Task details: Copy every one of the records below word for word, but leave out the pictures.

Provided material:
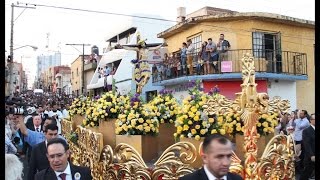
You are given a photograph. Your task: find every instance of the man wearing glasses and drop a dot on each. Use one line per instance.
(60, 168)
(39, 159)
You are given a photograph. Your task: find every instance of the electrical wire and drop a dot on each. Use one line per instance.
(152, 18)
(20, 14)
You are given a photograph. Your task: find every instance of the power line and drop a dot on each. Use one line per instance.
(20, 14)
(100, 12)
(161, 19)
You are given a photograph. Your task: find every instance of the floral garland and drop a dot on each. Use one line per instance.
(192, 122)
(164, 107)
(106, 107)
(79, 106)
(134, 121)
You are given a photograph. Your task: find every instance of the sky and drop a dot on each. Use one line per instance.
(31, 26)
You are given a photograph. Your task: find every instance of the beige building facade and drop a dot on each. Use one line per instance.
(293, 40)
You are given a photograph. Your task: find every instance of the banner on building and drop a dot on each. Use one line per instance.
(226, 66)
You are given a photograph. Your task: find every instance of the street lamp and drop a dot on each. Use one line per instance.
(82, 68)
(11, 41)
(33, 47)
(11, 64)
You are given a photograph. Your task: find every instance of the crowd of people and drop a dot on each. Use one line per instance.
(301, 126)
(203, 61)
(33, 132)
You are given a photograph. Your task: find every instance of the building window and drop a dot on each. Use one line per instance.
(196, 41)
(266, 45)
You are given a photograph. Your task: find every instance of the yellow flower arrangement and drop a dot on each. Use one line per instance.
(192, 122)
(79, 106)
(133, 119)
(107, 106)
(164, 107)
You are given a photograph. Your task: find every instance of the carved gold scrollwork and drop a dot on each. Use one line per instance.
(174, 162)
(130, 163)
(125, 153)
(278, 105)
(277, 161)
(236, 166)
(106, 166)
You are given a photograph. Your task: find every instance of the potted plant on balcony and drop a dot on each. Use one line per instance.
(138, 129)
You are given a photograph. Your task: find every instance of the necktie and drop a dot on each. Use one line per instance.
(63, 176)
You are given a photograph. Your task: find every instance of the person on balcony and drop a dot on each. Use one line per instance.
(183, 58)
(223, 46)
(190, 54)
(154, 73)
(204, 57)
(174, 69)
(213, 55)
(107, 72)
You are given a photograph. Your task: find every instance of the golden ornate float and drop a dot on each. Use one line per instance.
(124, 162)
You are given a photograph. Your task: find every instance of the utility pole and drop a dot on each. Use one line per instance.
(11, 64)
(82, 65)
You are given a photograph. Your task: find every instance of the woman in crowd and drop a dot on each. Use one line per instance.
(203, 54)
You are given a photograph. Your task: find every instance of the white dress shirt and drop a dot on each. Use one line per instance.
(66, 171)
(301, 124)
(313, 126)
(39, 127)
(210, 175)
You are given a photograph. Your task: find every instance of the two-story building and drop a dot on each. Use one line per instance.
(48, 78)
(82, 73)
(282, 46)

Answer to this task:
You are given a photograph. Your task: find every instance of the man wearing glasses and drop a dot on each. Use one line per instance.
(60, 168)
(39, 159)
You are given a photograph. Your task: find every instance of the electrical wire and drop a dot on each. Use one line per instance.
(152, 18)
(20, 14)
You are given a photograph. Your task: find every instance of the power line and drop a dot on each. Use one line per instance.
(20, 14)
(100, 12)
(161, 19)
You are given a photograph. Your task: find every instance of the floral garland and drop a dot on each. Use one line per instance.
(192, 122)
(164, 107)
(106, 107)
(79, 106)
(134, 121)
You are given a photograph. Your task: find every instance of the sky and drop a dot on each. Use one line per instance.
(31, 26)
You are given a photograph. Your task: find every instance of the beige building facade and drop a dot on each. Use one line per instance.
(293, 40)
You are given a photograph. Your task: find every instance of the banner on building and drop a dot on each. Use one line per instance.
(226, 66)
You are given a photograph. Your task: find every instance of the street lamp and drop a dot on each. Use one line per instance.
(82, 68)
(11, 41)
(33, 47)
(11, 64)
You are given a photograph. Your task: find every instance of the crowd of people and drop a dot on each. Use one line per instance.
(301, 126)
(203, 61)
(33, 132)
You are given a photograph. Your task: find every instance of the building window and drop a dot on each. Use one line per instance.
(196, 41)
(266, 45)
You are given a photograph. Your task: find every instance of the yellow flower arrangement and drop a dot on each. Use one line per instance.
(192, 122)
(79, 106)
(133, 119)
(107, 106)
(164, 107)
You are given a photograph. Your task: find every instance of the carved gold scrollwork and drop a dot on each. Use one line per instance.
(174, 162)
(130, 163)
(125, 153)
(278, 105)
(277, 161)
(236, 166)
(106, 166)
You are given a photograph. Your task: find every instance of the potted plant on balcony and drop a dot on each. Use one line per instance.
(138, 129)
You are given a photograph. Your task: find every instance of the necktie and drop a dot on each. Use one line per instance.
(63, 176)
You are given a photograph. Your task: find every instance of the person on balcony and drop a dot on each. Use one line per instance.
(183, 58)
(223, 46)
(190, 54)
(154, 73)
(204, 57)
(174, 69)
(213, 55)
(107, 72)
You are given a photograph. Your task: find every instance of the golden ornate float and drop a dot on each. Use one line per instance.
(124, 162)
You are given a photograph. Your task: find every instance of the utility pole and drop a dot on each. Use one line per instance.
(11, 64)
(82, 65)
You are given a photograph. Your task: find every instance of the woman in crowd and drop a dot on each. Use one line per instance.
(203, 54)
You are given a photograph. Your task: find every instance of the white dress shirt and drop a dot on each. Use one line per instance.
(66, 171)
(301, 124)
(313, 126)
(39, 127)
(210, 175)
You are given a photograph. Your task: find every instance of the two-story building and drop a dot on each. Use one line per instance.
(48, 78)
(82, 73)
(282, 46)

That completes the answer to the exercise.